Return all lines in the data where the string "knit" can be found.

(Records from a data collection)
────────

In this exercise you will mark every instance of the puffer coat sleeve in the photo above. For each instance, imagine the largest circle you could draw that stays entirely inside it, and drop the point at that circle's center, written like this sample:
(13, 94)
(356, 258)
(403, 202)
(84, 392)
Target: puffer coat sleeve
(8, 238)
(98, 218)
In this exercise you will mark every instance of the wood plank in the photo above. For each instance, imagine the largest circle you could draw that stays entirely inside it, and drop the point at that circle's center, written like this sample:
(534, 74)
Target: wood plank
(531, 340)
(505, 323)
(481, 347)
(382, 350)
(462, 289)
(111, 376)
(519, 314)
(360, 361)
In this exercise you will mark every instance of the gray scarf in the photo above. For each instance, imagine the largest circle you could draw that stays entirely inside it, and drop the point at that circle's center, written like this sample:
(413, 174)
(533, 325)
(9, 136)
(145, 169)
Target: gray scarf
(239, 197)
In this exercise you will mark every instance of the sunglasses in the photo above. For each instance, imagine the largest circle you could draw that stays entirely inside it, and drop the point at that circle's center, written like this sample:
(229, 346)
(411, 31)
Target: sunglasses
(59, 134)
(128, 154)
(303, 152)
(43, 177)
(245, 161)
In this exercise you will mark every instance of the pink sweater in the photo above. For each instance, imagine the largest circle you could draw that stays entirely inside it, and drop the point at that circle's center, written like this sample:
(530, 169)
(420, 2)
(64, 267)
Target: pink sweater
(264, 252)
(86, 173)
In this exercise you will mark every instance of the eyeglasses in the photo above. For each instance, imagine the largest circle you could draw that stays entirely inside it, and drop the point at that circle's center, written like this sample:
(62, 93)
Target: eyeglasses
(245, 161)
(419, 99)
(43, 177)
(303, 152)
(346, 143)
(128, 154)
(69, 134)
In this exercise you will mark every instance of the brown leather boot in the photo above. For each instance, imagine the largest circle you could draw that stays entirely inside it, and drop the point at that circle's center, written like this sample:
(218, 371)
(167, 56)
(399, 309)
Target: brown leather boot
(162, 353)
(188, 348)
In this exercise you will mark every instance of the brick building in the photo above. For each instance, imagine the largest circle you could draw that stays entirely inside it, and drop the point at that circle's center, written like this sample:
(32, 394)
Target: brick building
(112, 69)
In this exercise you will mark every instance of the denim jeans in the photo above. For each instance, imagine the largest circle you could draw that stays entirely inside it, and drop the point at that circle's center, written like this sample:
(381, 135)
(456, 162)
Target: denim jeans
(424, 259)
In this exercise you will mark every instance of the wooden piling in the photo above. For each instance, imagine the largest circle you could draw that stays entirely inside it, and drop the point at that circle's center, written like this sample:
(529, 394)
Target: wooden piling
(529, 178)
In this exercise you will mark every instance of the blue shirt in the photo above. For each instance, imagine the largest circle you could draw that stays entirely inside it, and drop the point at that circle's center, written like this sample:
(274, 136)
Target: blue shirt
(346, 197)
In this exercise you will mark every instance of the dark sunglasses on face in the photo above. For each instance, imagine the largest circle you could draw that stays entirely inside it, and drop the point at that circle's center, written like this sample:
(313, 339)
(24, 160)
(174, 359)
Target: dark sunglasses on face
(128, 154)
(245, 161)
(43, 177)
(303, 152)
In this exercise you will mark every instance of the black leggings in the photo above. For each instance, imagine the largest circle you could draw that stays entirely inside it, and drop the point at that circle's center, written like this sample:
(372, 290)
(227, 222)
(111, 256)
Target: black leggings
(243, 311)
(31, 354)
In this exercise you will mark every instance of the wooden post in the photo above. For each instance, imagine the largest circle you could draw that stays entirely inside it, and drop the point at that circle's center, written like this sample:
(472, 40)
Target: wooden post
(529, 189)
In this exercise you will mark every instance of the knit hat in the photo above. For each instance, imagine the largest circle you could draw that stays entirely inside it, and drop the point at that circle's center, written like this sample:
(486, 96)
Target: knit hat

────────

Result below
In this exercise you will mark every instance of the knit hat in the photo above. For each instance, imagine the largest circle you could draw that stays entirely inside it, and drop the point at that circle's center, written like this sample:
Target: knit hat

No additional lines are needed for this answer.